# How long can they swim?



## GLHF (Feb 21, 2013)

I'll keep this short. My 7 month vizsla loves to swim. We typically only let her swim at very small ponds or when we have a kayak or something to go get her. We've only let her go a out 10 minutes straight. Today, she got away from us and jumped in the lake. We didn't have anything to go get her with. I resorted to swimming after her but she was going much faster than I could. We ended up having a friend use his boat to get her. It's hard to gauge how far or long she had bed swimming. But I can say very far and very long time. She didn't even look tired. Had a normal heartbeat. Two questions:

1 - Anyway I can begin training her to come back when called from the lake? She seems to be in her own world.
2 - How long can they continuously swim until I should be concerned?


----------



## GLHF (Feb 21, 2013)

■ DATA SECTION ■
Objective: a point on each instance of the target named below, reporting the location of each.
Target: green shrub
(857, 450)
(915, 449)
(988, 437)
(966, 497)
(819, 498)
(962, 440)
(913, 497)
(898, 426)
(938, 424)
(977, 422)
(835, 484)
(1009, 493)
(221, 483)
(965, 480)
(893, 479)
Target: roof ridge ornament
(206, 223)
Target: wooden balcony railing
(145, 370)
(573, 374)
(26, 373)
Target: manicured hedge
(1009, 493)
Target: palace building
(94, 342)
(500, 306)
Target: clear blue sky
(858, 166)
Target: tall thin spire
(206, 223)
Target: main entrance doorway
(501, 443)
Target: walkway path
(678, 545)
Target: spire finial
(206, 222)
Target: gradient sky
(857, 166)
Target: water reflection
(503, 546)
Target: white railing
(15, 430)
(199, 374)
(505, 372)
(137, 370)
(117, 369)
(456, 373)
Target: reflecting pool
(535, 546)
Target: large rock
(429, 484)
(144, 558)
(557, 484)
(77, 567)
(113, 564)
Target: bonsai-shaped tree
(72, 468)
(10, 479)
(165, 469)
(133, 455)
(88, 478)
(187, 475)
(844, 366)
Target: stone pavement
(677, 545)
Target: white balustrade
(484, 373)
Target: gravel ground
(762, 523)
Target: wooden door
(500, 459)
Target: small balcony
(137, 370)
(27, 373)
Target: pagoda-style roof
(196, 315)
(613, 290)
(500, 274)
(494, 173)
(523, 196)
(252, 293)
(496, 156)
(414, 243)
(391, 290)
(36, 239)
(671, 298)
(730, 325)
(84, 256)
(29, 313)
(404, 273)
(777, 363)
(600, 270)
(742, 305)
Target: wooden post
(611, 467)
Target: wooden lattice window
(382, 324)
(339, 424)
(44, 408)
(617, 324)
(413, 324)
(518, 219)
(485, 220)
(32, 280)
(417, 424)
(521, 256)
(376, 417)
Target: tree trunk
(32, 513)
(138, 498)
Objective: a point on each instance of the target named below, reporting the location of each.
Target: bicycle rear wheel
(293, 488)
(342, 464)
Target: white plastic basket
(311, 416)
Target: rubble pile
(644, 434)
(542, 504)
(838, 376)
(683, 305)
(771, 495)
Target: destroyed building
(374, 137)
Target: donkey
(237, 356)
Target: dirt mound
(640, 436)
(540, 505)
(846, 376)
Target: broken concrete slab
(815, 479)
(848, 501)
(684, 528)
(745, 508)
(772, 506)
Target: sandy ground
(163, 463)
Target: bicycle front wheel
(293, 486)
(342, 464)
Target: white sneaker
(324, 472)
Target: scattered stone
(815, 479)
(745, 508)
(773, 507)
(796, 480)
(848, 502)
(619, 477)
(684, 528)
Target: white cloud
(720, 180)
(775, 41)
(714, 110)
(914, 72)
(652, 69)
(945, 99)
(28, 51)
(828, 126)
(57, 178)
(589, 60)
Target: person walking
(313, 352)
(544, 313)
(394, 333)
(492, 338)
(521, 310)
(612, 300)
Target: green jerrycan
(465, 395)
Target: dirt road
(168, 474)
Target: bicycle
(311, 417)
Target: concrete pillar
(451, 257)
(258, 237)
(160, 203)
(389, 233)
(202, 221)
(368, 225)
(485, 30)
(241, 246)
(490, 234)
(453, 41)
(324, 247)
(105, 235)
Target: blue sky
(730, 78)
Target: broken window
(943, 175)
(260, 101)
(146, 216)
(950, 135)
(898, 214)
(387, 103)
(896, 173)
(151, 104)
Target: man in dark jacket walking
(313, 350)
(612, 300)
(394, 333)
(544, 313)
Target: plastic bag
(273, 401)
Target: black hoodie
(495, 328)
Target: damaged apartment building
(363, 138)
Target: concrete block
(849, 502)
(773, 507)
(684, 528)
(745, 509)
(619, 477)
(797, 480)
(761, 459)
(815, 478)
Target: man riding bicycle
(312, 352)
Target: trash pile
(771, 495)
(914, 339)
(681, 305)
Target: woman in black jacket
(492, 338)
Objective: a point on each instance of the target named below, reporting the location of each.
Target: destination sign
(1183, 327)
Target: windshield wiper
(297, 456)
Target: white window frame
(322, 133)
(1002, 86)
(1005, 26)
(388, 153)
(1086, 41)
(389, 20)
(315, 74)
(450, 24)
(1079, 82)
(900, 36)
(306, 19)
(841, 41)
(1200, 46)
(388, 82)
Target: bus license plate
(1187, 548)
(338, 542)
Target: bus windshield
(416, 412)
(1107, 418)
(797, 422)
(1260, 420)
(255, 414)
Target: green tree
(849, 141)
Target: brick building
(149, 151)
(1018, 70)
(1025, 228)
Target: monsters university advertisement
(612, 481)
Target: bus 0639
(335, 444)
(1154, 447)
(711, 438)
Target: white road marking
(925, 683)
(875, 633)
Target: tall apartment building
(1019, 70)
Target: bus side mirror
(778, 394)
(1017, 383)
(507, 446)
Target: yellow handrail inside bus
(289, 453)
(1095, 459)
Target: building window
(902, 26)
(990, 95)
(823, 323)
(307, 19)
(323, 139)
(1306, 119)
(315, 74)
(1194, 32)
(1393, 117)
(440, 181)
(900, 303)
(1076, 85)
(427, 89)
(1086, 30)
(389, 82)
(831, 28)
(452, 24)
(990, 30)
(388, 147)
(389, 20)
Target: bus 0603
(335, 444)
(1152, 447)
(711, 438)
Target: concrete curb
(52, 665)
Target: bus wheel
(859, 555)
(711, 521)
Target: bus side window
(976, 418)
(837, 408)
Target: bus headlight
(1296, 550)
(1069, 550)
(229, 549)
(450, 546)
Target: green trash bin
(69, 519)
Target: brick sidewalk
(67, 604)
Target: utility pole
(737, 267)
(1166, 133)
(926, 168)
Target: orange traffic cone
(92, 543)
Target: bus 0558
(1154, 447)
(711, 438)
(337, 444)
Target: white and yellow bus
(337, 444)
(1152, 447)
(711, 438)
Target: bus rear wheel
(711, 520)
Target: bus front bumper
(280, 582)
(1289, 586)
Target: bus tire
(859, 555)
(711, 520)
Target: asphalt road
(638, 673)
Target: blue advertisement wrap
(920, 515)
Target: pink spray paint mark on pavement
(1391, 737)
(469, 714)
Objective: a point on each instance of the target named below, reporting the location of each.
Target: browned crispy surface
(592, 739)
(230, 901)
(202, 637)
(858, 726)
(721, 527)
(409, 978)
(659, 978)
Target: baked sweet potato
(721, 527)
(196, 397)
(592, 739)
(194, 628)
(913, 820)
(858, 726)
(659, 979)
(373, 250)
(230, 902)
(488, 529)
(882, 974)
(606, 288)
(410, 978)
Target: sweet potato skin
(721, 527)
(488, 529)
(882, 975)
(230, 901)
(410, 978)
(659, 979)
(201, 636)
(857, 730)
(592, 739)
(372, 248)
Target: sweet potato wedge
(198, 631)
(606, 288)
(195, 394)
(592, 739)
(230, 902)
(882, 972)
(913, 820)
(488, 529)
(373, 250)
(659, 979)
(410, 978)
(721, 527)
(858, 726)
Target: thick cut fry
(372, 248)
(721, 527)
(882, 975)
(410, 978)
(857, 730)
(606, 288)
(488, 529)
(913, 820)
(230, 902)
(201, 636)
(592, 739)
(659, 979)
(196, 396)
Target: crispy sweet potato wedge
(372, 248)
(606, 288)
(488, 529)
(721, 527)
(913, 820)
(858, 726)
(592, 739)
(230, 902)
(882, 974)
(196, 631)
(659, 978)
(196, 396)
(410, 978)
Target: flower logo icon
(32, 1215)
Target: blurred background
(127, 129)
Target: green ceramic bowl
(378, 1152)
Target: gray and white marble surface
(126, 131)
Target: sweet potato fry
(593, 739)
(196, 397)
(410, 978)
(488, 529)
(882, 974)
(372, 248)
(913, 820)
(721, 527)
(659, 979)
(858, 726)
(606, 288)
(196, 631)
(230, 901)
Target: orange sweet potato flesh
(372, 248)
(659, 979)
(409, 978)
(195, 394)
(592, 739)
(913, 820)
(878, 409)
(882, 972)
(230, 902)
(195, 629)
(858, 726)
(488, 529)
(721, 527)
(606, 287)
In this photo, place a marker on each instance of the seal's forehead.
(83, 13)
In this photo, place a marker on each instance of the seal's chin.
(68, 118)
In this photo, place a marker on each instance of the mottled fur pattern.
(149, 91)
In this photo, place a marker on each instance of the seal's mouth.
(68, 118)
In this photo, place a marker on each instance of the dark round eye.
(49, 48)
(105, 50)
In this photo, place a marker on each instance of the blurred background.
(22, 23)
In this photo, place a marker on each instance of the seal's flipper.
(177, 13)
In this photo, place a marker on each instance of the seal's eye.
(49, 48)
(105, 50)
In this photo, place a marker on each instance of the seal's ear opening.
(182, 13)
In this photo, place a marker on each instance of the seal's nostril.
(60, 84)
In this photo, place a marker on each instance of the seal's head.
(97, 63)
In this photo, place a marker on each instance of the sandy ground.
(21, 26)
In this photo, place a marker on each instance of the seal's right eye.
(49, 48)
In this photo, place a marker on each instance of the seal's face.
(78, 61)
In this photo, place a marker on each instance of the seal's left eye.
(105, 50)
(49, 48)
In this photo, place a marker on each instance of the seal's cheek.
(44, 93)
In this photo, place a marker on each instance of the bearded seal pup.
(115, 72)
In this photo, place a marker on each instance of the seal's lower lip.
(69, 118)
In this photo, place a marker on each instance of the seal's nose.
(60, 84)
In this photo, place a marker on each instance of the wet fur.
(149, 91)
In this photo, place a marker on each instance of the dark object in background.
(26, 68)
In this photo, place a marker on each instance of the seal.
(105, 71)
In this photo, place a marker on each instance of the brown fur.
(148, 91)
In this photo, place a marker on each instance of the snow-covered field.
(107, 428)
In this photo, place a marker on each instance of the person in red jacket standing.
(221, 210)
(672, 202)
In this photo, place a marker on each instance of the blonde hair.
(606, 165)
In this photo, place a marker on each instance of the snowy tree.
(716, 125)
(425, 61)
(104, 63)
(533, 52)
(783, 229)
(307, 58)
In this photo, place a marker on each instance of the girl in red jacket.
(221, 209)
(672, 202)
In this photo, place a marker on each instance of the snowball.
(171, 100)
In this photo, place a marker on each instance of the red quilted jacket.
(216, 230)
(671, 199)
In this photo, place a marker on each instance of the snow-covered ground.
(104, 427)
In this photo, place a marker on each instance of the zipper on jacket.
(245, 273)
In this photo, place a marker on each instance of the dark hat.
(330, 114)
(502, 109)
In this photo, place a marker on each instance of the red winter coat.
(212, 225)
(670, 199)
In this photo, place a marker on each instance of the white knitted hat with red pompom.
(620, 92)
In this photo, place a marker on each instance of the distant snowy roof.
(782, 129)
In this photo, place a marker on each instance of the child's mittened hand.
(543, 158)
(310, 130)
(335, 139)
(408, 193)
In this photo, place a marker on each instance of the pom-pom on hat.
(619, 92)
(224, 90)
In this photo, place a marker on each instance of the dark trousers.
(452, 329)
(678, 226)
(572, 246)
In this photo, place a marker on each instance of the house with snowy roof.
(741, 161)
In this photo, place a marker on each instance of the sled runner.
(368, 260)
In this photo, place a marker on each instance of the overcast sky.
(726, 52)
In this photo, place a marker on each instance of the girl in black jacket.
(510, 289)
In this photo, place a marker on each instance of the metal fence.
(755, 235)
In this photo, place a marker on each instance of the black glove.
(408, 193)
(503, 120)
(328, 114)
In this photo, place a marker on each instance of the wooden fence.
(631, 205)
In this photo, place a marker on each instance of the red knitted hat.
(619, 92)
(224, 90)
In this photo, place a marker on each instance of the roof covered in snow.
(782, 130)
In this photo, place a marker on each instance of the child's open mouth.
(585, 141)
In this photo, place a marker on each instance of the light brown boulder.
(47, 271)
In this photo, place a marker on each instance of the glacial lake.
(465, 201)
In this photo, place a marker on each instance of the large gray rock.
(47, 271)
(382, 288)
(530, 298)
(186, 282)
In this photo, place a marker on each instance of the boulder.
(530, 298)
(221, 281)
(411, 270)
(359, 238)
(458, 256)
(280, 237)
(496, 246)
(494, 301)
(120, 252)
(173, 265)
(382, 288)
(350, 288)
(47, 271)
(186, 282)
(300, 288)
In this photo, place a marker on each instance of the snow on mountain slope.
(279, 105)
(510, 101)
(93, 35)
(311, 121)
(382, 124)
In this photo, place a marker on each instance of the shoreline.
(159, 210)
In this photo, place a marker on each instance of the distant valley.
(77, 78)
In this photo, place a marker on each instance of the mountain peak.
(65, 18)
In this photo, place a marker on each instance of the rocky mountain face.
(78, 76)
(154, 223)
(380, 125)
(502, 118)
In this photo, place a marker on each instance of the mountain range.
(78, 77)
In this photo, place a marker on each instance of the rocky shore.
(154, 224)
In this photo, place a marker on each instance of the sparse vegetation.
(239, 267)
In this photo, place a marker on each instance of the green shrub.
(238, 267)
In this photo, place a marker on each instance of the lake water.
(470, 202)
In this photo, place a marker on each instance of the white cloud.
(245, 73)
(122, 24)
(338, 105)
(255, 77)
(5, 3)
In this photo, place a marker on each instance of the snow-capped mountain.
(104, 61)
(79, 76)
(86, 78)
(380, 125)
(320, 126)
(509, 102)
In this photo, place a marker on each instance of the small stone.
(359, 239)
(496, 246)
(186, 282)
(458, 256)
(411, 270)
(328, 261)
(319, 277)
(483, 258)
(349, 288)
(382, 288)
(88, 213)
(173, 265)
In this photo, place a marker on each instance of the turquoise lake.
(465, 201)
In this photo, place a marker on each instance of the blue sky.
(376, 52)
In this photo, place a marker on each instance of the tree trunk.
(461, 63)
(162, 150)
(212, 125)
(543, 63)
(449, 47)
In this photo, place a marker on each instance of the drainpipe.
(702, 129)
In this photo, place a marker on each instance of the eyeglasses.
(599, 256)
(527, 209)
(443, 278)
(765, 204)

■ TASKS ■
A) Reproduce the rows from the line with "Target: sandy ground" to the line with "(1025, 228)", both included.
B) Continue the forum thread about the swimming vizsla from the point where it stops.
The forum thread and the rows come from unrelated sources.

■ ANSWERS PROVIDED ■
A)
Target: sandy ground
(163, 463)
Target: bicycle front wheel
(293, 486)
(342, 464)
Target: white sneaker
(324, 472)
Target: scattered stone
(815, 479)
(745, 508)
(773, 507)
(796, 480)
(848, 502)
(619, 477)
(684, 528)
Target: white cloud
(720, 180)
(775, 41)
(714, 110)
(914, 72)
(652, 69)
(945, 99)
(28, 51)
(828, 126)
(57, 178)
(589, 60)
Target: person walking
(313, 352)
(544, 313)
(394, 333)
(492, 338)
(521, 310)
(612, 300)
Target: green jerrycan
(465, 395)
Target: dirt road
(168, 474)
Target: bicycle
(311, 417)
Target: concrete pillar
(451, 257)
(258, 237)
(160, 203)
(389, 233)
(202, 221)
(368, 225)
(485, 30)
(241, 246)
(490, 234)
(453, 41)
(324, 247)
(105, 235)
Target: blue sky
(730, 78)
Target: broken window
(943, 175)
(260, 101)
(146, 216)
(950, 135)
(898, 214)
(387, 103)
(896, 173)
(151, 104)
Target: man in dark jacket walking
(313, 350)
(612, 300)
(394, 333)
(544, 313)
Target: plastic bag
(273, 401)
Target: black hoodie
(495, 328)
Target: damaged apartment building
(363, 138)
Target: concrete block
(849, 502)
(773, 507)
(684, 528)
(745, 509)
(619, 477)
(797, 480)
(761, 459)
(815, 478)
Target: man riding bicycle
(312, 352)
Target: trash pile
(771, 495)
(914, 339)
(681, 305)
Target: woman in black jacket
(492, 338)
Objective: a point on each instance of the target named below, reporting the location of each.
Target: destination sign
(1183, 327)
Target: windshield wiper
(297, 456)
Target: white window frame
(322, 133)
(1002, 86)
(1005, 26)
(388, 153)
(1086, 41)
(389, 20)
(315, 74)
(450, 24)
(1079, 82)
(900, 36)
(306, 19)
(841, 41)
(1200, 46)
(388, 82)
Target: bus license plate
(1187, 548)
(338, 542)
Target: bus windshield
(416, 412)
(1107, 418)
(797, 422)
(1260, 420)
(255, 414)
Target: green tree
(849, 141)
Target: brick building
(149, 151)
(1018, 70)
(1025, 228)

B)
Well her own accord may or may not mean coming back to shore at all. And shore would be many miles away in today's case.


----------



## R E McCraith (Nov 24, 2011)

@ 7mo the pup must know recall - start @ home & in the field - I use a wistle & E collar - whoa & here the 2 comands my pups neve ever disobey


----------



## Kevin (Dec 29, 2012)

We went to the hydro pool with our V last week. The lady running the session said a 5 minute strong swim is the same as a 5 mile run out.

Check the whites of the eyes, if they are pink/blood shot then your V has been working hard.


----------



## Rudy (Oct 12, 2012)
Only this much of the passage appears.